__The records__.

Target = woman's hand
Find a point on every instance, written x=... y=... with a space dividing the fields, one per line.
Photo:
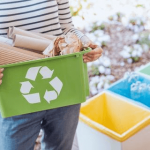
x=1 y=75
x=94 y=54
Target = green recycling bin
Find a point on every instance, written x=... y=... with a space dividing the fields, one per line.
x=43 y=84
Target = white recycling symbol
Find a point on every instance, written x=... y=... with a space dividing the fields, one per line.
x=46 y=74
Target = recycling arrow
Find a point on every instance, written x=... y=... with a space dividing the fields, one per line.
x=46 y=73
x=26 y=87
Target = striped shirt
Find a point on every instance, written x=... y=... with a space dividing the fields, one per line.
x=43 y=16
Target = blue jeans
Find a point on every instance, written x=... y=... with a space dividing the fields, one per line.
x=58 y=125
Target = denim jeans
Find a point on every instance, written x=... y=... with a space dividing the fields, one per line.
x=58 y=125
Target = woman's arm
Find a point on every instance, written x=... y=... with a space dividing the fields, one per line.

__Task objective__. Take the entries shown above and quote them verbatim, passing over the pictures.

__Output of the exercise__.
Target = woman's hand
Find a point on every instance, written x=... y=... with a space dividing the fields, one per line.
Photo:
x=1 y=75
x=94 y=54
Target = green recycling bin
Find a point on every instance, written x=... y=... with a space dividing the fields, one per line.
x=43 y=84
Target = white recycling symbol
Find a point on every instance, written x=... y=... with a space dividing the fields, one per line.
x=46 y=74
Target = recycling arrow
Find a point on every instance, written x=... y=... with a space dividing the fields, one per line.
x=46 y=73
x=26 y=87
Target = striped shirt
Find a point on every instance, written x=... y=... with a space dividing the fields, one per line.
x=43 y=16
Target = blue jeans
Find a point on every instance, written x=... y=... with a space dividing the fields, one per line.
x=58 y=125
Target = denim jeans
Find a point on every instance, written x=... y=... with a space dividing the fields, one per line.
x=58 y=125
Target = woman's arm
Find a point on every instance, written x=... y=... with a space dividing the fields, one per line.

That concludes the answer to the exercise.